Print the data exactly as it appears, keeping every word.

—————

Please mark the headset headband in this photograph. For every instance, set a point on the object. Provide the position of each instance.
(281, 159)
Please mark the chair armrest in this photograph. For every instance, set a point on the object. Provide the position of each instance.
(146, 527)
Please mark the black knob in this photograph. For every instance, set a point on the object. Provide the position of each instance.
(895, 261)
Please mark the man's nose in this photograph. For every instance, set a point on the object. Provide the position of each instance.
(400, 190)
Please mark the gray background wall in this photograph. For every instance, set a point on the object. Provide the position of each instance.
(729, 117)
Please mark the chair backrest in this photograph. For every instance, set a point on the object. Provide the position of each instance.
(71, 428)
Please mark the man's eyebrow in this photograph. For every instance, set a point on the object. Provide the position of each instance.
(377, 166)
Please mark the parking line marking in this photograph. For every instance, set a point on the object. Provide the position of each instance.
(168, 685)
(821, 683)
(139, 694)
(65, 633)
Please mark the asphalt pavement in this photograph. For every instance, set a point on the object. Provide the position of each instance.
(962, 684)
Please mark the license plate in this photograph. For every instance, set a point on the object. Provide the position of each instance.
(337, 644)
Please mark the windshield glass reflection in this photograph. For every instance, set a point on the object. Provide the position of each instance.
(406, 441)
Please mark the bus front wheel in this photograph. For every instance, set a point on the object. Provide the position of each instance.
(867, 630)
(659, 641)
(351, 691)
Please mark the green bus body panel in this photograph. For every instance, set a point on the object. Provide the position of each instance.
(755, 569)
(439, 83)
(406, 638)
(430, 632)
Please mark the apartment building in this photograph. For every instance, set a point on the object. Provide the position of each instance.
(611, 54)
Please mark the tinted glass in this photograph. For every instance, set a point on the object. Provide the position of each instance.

—————

◆ Reply to the task:
Please mark the headset headband in this photograph. For every instance, set a point on the object. Provide the position of each instance.
(281, 159)
Please mark the chair armrest in this photograph. For every instance, set a point on the object. Provide the position of each instance.
(146, 527)
Please mark the black knob in this photograph. For every instance, set a point on the object. Provide the position of each instance.
(895, 261)
Please mark the man's nose in this photograph. For every instance, set a point on the object. Provide the position of each instance.
(400, 190)
Please mark the gray background wall in this photograph. For every instance, set a point on the object. Provide the position of each instance.
(729, 117)
Please mark the chair backrest in this photograph. For every instance, set a point on the object. Provide the position of each instance.
(71, 428)
Please mark the man's eyebrow in this photograph. For every instance, set a point on the object. Provide the position of each instance.
(377, 166)
Please mark the parking line marking in this photograph. For every instance, set a point on the object. Provide the position of each instance.
(168, 685)
(821, 683)
(139, 694)
(65, 633)
Please mark the asphalt pavement in this photograph. For every instance, set a point on the object. Provide the position of each instance.
(962, 684)
Please mark the license plate in this photograph. For every instance, set a point on the object. Provide the position of each instance.
(337, 644)
Please mark the windshield glass reflection in this photograph. For every instance, set a point on the object. Provide the position of each instance.
(406, 441)
Please mark the bus front wheel in this photograph. For every instance, set a point on the object. Provide the position of each instance.
(867, 630)
(659, 641)
(351, 691)
Please mark the green bus body panel in this photograph. For every instance, set a point on the object. Provide the position of each instance.
(755, 569)
(439, 83)
(406, 638)
(430, 632)
Please mark the apartment building in this photograph. For every instance, set a point on the object. Provide the position of each instance.
(611, 54)
Please mark the tinted glass in this photograph. For every instance, set a point on the object. Provide the position of each instance.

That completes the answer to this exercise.